• Task directions:
Please give again, exactly and only, the stretch of lines from the one containing "For the benchmark, mark every instance of the large black" to the end of the entries below.
<<<<
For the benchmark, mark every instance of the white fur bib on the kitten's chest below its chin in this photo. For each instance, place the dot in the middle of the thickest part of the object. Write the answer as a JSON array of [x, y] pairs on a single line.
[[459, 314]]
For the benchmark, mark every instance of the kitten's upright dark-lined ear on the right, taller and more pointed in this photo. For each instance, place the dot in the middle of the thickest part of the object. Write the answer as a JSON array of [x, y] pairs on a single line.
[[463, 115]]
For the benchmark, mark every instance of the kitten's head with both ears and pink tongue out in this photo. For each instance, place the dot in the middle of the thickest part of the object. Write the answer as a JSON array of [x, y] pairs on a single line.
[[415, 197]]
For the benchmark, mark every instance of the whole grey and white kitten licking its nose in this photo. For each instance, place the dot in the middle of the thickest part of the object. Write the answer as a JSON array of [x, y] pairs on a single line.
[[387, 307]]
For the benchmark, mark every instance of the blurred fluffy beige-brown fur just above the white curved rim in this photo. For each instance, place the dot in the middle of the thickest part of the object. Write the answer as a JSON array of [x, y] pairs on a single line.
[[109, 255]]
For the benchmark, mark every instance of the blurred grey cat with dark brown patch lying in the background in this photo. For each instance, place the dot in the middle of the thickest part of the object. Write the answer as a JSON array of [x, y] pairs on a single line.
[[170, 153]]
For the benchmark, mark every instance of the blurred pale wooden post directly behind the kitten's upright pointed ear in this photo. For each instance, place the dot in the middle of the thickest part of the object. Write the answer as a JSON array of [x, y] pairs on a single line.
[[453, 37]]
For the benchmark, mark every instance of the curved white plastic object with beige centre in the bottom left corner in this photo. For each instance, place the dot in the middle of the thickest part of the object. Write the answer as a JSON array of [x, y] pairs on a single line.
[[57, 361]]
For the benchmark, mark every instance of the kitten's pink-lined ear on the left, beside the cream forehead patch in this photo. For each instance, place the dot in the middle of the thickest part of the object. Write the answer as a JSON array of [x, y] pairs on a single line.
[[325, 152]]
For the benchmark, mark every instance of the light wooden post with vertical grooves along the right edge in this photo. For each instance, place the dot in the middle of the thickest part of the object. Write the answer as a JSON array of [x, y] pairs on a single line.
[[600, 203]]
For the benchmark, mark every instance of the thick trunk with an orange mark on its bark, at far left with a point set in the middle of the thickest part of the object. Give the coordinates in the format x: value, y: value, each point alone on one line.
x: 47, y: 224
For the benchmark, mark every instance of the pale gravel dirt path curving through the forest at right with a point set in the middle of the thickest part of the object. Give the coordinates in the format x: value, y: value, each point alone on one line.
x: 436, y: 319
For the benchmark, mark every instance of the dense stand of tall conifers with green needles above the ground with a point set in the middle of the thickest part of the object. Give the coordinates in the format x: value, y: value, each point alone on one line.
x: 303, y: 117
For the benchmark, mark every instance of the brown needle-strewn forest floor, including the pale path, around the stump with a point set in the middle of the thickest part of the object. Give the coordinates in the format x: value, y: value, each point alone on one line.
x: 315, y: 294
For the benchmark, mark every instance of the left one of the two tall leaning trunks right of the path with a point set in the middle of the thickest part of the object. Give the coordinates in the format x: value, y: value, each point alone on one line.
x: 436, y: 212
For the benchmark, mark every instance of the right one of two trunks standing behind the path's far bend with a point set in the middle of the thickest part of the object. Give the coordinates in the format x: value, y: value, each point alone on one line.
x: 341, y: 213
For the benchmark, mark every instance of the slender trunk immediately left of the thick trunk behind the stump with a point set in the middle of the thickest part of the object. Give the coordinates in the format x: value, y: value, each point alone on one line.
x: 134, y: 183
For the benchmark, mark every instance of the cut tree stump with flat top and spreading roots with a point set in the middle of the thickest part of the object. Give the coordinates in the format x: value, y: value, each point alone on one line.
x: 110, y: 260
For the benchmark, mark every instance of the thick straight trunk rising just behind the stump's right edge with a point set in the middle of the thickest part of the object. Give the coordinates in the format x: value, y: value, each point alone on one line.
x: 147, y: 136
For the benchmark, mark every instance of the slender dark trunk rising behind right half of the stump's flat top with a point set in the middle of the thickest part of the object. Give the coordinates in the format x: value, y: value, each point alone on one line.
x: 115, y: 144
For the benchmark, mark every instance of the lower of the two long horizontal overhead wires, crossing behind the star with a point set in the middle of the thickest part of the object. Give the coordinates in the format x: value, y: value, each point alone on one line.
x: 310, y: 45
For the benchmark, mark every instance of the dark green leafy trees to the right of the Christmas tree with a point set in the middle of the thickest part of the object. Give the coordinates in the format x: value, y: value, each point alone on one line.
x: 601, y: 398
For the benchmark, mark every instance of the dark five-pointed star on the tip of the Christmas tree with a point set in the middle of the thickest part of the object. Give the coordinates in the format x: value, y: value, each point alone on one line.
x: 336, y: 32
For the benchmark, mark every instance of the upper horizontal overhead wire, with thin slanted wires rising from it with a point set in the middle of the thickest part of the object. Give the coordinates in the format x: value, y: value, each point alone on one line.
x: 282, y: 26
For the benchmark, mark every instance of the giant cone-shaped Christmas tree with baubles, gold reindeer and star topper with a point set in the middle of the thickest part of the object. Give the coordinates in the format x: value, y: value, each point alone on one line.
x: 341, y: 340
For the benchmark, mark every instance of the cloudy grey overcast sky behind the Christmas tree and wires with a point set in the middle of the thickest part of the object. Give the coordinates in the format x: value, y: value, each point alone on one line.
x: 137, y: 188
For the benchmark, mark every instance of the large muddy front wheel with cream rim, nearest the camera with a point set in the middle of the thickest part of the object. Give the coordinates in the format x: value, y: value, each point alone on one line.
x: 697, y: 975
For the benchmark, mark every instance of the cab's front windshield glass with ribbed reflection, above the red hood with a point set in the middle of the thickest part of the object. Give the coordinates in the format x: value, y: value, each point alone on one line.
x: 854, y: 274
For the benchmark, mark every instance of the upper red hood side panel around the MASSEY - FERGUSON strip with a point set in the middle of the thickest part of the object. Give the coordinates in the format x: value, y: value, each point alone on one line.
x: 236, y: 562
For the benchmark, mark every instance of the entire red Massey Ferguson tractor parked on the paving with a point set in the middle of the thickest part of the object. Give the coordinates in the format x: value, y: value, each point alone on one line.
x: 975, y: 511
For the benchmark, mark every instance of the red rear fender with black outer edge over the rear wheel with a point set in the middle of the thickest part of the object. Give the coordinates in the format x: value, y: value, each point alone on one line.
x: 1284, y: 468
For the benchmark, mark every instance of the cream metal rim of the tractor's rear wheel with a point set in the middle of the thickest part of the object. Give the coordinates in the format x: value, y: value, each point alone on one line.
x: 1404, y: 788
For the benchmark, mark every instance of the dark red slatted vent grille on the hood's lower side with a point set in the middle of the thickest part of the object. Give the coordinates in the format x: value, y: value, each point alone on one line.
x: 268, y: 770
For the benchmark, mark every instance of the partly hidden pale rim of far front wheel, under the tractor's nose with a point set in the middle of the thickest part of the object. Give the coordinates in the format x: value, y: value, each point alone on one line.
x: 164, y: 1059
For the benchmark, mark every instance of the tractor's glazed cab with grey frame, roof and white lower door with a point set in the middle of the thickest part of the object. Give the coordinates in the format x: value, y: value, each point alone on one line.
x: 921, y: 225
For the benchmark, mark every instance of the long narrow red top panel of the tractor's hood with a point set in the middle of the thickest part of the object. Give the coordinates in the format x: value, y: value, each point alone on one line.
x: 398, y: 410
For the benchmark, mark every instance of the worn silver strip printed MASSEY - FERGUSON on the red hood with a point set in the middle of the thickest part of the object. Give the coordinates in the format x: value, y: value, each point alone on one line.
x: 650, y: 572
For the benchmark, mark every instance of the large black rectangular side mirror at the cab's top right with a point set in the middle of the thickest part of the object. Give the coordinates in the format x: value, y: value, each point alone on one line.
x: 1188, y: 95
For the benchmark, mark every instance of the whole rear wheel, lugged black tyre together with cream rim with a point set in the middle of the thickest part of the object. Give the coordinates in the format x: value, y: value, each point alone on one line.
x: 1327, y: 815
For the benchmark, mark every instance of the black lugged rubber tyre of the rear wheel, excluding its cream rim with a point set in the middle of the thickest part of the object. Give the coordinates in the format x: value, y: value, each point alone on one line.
>>>>
• Solution below:
For the benchmark, mark every instance of the large black rectangular side mirror at the cab's top right with a point set in the middle of the thickest part of the object. Give the coordinates in the format x: value, y: value, each point alone on one line.
x: 1188, y: 95
For the benchmark, mark every instance of the whole rear wheel, lugged black tyre together with cream rim with a point set in the middle of the thickest part of the object. Give the coordinates in the format x: value, y: value, each point alone on one line.
x: 1327, y: 815
For the benchmark, mark every instance of the black lugged rubber tyre of the rear wheel, excluding its cream rim with a point set in the middle of the thickest part of the object. Give the coordinates in the format x: value, y: value, each point alone on one line.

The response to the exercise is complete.